I financed a new vehicle 2.5 years ago for about the same amount of money. However, my interest rate is 0.99% over 36 months. Interest rates went up for longer terms. I am not prepaying my loan, because my gains in the market greatly exceed the $500 or so interest over the three years. If I couldn't afford to pay for the vehicle over 3 years, I figure I couldn't afford it. Six months from now I will own the vehicle outright.


----------



## banjopete (Feb 4, 2014)

The answer also depends on how much contribution room you have remaining in your RRSP account as well. Play around with some tax return sites and see what you'd get back on your returns for different RRSP contributions levels. With your likely marginal tax rate you'll get a fair return for any contributions made.

I hope you enjoy the car.


----------



## m3s (Apr 3, 2010)

heyjude said:


> I financed a new vehicle 2.5 years ago for about the same amount of money. However, my interest rate is 0.99% over 36 months. Interest rates went up for longer terms. I am not prepaying my loan, because my gains in the market greatly exceed the $500 or so interest over the three years. If I couldn't afford to pay for the vehicle over 3 years, I figure I couldn't afford it. Six months from now I will own the vehicle outright.

Tasks and exercises:
- 1) In the car loan thread, condense the paragraph that begins "The answer also depends" into a single shorter sentence that keeps its main facts.
- 2) Using the car loan thread, decide whether each statement agrees with it. Answer yes or no and quote the deciding words.
(a) The loan's interest rate is 0.99% over 36 months.
(b) The writer is prepaying the loan.
(c) The writer will own the vehicle outright in one year.
Answer from the car loan thread alone.

Given information:
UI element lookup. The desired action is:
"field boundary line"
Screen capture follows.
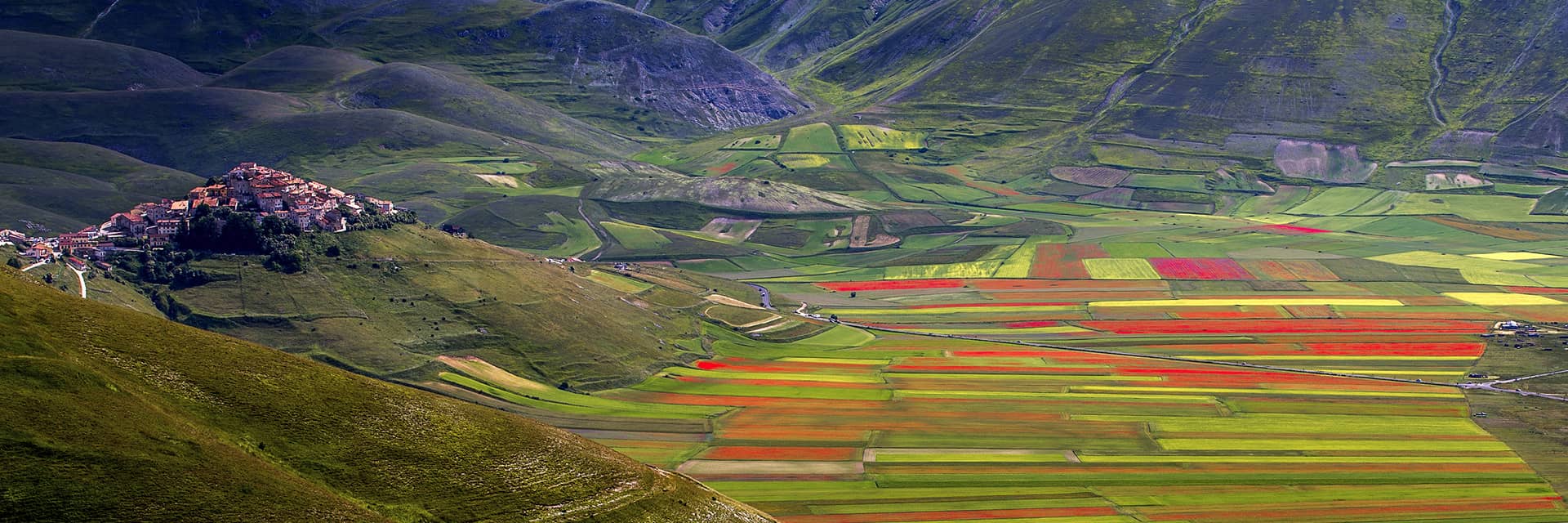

Solutions:
- 1) The answer also depends on remaining RRSP contribution room, so try tax return sites to compare refunds at different contribution levels, since the likely marginal tax rate means any contribution will earn a fair return.

- 2)
(a) Yes: "my interest rate is 0.99% over 36 months"
(b) No: "I am not prepaying my loan"
(c) No: "Six months from now I will own the vehicle outright."